Rewrite the material below, changing "boulder" to "rock" and leaving everything else as it is.

━━━━━ MATERIAL TO PROCESS ━━━━━

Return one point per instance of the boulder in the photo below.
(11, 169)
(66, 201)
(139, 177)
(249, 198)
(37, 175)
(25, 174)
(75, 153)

━━━━━

▸ EXERCISE OUTPUT
Return one point per instance of the rock in the photo below.
(11, 169)
(66, 201)
(139, 177)
(249, 198)
(37, 175)
(25, 174)
(75, 153)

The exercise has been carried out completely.